WORK TO COMPLETE —
Locate every line in the records below that contains the string "bridge" and copy each one in full. Treat case as significant.

Named object pointing entries:
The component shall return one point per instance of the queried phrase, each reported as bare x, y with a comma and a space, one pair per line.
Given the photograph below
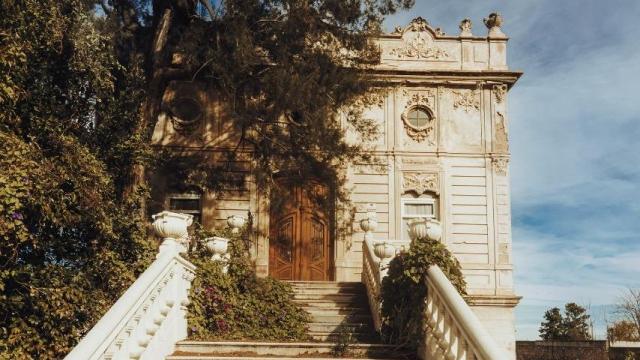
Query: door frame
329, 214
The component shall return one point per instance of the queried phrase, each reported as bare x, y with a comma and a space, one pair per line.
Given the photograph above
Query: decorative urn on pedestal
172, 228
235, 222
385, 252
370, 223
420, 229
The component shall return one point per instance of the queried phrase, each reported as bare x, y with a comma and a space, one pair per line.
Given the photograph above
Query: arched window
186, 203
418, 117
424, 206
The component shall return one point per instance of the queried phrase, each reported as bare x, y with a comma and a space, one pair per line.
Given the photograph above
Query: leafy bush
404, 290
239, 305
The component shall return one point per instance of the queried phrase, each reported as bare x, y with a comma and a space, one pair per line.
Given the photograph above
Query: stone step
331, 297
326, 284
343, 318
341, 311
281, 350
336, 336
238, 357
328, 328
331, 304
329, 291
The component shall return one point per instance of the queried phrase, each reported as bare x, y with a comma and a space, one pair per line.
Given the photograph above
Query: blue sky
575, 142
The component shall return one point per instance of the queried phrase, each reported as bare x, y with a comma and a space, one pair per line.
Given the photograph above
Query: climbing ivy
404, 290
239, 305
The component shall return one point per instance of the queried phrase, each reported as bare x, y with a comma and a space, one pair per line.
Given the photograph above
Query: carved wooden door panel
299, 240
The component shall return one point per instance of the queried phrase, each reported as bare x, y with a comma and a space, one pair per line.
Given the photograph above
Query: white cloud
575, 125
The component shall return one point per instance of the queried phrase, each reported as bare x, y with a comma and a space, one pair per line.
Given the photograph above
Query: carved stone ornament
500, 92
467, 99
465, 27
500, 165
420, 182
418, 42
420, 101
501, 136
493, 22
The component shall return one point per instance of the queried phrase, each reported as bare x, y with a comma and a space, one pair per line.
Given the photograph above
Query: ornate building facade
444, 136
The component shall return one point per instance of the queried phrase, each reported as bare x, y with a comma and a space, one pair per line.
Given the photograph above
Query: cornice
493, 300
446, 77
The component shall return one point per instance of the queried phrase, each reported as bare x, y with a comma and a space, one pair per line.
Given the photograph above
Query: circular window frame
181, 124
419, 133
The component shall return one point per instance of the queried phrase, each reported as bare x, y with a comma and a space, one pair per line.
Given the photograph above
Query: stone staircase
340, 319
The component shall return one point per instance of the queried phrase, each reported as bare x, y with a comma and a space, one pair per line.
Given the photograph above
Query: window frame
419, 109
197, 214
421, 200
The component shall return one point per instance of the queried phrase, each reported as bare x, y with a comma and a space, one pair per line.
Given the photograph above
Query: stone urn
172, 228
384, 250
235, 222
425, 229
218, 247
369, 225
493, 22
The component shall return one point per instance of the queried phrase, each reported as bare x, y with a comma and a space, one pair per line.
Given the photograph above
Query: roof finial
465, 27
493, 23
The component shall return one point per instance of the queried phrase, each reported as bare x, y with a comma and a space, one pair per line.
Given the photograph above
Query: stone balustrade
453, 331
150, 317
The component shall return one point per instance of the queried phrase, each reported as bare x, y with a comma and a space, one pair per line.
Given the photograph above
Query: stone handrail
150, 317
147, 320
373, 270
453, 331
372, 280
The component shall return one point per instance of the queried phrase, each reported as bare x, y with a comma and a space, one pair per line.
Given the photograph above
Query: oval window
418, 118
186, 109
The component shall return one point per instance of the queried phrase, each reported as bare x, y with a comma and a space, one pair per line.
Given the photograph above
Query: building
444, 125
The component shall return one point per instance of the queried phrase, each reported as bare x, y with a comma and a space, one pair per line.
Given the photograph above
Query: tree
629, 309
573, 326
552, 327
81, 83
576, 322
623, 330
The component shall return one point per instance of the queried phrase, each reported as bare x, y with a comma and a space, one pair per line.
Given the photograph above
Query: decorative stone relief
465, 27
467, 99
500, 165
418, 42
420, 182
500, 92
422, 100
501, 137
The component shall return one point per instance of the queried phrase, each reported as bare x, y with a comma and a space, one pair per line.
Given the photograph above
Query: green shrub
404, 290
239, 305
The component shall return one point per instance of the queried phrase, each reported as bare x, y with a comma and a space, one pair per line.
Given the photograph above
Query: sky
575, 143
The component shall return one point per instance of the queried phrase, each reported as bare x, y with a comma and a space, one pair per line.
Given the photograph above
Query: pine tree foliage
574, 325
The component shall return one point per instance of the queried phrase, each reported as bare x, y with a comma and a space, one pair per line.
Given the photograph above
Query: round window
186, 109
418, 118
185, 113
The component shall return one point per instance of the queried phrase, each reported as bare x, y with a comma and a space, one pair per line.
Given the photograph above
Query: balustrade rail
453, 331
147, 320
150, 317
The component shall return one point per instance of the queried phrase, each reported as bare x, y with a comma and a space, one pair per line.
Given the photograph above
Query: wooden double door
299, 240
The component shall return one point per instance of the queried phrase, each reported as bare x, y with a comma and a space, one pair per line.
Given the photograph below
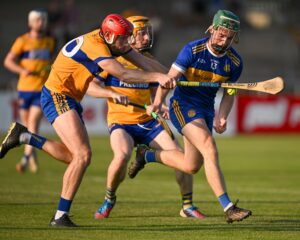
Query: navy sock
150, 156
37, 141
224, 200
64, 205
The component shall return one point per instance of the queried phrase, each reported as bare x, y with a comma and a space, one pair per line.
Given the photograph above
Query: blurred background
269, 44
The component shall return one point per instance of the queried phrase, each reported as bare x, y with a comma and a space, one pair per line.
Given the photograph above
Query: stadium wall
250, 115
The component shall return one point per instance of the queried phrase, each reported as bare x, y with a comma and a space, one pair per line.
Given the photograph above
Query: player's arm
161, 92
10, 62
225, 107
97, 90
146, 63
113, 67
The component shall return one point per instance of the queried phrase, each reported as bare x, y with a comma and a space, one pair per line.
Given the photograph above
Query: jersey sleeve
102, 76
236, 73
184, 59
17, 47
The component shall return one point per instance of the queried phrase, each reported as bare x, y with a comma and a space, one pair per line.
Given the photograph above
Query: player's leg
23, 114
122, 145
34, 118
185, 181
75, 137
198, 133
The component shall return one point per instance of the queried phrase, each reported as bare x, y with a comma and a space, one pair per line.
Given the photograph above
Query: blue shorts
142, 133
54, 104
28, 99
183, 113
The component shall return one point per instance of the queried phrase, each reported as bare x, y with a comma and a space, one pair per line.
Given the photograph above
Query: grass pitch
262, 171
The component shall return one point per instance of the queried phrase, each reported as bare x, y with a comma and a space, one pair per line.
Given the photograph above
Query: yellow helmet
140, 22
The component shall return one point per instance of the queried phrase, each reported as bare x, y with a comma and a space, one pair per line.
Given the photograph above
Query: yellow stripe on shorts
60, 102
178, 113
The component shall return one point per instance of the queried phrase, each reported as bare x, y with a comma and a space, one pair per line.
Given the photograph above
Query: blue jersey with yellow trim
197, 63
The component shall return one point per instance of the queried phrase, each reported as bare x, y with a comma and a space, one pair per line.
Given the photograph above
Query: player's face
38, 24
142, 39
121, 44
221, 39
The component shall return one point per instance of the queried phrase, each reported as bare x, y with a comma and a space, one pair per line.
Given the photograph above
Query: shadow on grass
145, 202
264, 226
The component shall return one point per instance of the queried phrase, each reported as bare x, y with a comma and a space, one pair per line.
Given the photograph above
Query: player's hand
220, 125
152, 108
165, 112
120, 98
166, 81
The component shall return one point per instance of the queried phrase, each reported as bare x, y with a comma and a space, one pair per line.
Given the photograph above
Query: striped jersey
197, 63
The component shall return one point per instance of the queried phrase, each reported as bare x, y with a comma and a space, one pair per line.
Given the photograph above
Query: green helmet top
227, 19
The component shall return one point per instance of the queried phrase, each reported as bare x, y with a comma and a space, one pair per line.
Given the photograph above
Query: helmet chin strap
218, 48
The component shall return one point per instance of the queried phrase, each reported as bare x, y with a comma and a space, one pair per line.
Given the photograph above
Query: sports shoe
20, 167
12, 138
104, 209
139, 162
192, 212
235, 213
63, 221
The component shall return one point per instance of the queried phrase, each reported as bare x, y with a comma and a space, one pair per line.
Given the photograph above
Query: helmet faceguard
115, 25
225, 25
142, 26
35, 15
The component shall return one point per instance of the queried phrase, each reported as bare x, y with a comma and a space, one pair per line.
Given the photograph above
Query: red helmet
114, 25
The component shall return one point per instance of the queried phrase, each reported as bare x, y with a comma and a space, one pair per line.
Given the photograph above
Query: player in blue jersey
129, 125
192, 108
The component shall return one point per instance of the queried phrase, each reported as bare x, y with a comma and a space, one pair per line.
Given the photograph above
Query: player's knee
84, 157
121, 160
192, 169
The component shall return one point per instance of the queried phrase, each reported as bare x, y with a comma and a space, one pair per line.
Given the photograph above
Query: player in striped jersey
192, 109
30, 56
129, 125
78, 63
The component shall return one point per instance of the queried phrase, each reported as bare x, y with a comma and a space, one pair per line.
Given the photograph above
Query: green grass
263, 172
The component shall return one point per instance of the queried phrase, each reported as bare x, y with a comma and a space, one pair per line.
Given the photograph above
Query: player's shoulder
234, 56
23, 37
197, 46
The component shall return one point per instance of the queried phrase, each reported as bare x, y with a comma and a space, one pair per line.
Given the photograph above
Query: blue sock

...

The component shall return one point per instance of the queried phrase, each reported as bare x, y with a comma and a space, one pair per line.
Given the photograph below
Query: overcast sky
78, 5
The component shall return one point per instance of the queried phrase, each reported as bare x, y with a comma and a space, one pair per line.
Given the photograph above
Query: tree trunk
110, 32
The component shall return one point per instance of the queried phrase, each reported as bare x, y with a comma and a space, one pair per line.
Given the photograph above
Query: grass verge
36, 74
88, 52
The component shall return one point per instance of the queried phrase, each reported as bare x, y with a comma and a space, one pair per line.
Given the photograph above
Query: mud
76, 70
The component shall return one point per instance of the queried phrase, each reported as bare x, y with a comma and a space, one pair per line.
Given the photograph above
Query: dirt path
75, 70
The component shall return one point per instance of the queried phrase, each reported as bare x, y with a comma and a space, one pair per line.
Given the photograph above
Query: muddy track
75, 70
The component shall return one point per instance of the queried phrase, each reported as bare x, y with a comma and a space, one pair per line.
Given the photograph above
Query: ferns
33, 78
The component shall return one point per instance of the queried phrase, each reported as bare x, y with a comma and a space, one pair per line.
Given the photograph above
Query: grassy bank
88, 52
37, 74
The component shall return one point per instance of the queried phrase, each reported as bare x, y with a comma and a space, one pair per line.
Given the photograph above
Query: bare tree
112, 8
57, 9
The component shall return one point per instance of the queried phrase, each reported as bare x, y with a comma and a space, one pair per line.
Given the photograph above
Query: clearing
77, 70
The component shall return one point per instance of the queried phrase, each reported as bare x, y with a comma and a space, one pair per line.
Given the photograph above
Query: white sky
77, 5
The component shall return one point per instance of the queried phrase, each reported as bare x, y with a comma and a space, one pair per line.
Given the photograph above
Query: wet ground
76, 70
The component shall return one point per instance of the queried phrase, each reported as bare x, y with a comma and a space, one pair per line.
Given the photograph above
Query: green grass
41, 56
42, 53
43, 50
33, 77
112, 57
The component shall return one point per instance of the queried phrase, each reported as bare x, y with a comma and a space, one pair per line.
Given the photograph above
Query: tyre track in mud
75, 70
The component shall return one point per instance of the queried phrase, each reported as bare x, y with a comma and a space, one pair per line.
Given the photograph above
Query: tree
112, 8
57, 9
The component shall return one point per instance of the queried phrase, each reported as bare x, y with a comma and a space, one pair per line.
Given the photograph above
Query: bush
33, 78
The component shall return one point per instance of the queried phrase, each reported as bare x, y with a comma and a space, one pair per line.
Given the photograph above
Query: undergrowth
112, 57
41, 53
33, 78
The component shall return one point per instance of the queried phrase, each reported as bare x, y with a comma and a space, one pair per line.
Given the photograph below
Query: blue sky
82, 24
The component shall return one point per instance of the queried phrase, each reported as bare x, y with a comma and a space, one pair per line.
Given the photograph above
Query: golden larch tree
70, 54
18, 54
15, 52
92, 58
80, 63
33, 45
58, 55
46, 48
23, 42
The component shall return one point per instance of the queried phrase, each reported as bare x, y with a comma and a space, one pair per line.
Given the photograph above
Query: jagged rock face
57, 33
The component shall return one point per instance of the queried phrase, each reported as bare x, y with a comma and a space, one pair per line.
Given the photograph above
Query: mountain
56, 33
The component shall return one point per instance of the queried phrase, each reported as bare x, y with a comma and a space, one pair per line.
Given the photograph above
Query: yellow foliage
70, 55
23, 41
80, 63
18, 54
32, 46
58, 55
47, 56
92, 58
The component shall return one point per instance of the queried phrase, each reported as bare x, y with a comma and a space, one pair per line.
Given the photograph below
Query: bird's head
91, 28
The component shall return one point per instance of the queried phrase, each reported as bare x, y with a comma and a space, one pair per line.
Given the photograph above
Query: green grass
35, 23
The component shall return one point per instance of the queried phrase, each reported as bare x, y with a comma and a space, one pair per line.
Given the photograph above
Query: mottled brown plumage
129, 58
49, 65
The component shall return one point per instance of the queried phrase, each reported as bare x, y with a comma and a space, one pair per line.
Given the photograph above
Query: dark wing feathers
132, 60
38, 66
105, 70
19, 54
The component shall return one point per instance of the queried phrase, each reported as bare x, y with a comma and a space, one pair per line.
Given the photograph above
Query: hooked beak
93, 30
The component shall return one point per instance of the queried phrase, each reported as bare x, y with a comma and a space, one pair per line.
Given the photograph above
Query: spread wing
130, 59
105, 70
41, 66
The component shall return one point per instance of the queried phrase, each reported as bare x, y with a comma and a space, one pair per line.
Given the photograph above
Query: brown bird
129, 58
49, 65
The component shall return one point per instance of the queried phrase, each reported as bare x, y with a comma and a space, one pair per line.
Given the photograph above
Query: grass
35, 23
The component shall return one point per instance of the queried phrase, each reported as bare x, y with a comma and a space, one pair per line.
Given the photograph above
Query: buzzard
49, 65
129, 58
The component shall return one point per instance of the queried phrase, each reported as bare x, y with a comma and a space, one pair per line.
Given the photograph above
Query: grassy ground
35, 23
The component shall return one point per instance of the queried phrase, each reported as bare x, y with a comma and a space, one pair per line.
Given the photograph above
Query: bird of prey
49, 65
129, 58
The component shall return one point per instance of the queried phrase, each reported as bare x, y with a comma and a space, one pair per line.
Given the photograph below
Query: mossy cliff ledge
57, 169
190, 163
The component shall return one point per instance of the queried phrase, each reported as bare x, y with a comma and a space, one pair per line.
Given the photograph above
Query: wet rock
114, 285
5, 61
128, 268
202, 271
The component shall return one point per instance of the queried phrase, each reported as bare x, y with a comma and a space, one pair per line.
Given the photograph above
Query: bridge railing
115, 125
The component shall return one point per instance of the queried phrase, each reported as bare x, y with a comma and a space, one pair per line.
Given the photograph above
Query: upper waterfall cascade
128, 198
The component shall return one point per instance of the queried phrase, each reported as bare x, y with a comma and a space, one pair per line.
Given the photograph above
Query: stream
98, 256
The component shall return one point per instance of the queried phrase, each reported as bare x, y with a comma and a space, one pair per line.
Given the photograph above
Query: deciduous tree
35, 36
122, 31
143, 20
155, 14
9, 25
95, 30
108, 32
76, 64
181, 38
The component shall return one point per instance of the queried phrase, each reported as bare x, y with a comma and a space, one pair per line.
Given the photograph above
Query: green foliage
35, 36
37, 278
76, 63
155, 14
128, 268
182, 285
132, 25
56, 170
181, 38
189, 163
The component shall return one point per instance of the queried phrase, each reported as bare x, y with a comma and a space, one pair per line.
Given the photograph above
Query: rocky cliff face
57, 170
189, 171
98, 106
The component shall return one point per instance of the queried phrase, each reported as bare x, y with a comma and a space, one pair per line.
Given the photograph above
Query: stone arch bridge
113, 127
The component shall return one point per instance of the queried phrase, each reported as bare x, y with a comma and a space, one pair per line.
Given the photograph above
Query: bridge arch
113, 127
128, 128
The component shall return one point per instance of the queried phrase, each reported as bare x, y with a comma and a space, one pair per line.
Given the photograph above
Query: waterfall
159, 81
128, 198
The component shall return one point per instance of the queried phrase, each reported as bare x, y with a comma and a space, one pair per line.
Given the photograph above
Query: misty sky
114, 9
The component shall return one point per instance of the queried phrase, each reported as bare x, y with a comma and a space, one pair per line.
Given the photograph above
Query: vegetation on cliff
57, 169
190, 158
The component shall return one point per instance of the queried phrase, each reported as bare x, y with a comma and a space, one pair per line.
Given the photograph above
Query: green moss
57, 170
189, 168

* * *

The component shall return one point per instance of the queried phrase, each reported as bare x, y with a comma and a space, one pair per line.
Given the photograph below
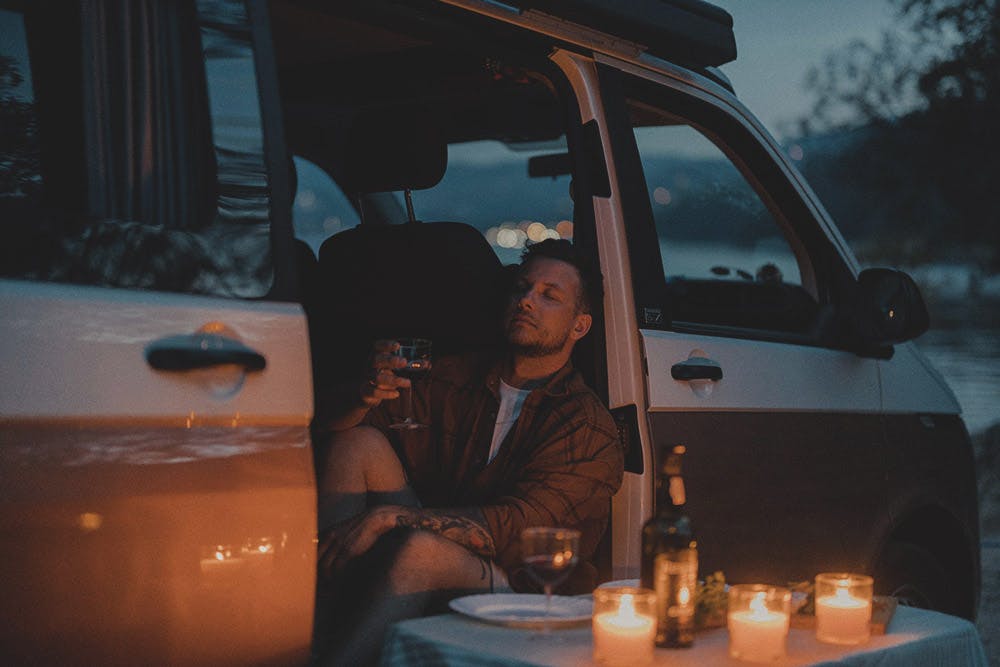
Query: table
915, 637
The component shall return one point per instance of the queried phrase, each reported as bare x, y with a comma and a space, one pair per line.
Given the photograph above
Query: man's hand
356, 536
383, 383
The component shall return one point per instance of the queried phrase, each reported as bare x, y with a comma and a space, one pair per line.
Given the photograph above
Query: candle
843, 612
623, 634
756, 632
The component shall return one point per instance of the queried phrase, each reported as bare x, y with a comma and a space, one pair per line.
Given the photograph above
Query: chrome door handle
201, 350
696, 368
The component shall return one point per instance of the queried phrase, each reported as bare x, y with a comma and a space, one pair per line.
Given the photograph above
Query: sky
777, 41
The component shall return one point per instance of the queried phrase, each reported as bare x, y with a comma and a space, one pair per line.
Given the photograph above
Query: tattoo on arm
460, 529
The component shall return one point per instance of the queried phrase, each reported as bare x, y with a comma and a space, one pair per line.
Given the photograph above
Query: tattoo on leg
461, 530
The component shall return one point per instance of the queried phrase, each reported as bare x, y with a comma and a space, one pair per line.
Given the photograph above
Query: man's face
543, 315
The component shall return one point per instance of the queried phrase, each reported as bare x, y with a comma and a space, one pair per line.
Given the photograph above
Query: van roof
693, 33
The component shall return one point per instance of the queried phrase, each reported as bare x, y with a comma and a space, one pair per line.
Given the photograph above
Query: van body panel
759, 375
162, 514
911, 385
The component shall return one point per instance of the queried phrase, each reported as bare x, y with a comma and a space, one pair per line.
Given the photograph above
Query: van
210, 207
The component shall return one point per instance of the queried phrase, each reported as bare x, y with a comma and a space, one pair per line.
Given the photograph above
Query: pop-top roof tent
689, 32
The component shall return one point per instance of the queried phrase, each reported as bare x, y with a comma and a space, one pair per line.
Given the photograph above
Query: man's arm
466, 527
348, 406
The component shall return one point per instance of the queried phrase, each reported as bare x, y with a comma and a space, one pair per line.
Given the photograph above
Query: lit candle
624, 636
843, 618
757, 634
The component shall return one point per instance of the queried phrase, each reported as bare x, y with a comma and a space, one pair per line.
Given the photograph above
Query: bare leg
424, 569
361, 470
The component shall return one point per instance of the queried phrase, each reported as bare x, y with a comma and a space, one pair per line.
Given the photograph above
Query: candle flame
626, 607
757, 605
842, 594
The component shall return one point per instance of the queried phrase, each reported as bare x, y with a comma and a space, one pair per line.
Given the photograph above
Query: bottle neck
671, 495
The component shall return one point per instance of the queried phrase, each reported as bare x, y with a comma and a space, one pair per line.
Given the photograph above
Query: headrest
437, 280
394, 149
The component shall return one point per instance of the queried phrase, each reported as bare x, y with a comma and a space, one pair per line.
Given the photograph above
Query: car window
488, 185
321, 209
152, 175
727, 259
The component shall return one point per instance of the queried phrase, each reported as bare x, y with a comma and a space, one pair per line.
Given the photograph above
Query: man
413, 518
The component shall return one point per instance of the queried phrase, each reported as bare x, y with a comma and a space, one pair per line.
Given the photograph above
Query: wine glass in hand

SOLUTION TO THIS EXERCISE —
Query: bridge railing
Query: stone arch bridge
Query: bridge arch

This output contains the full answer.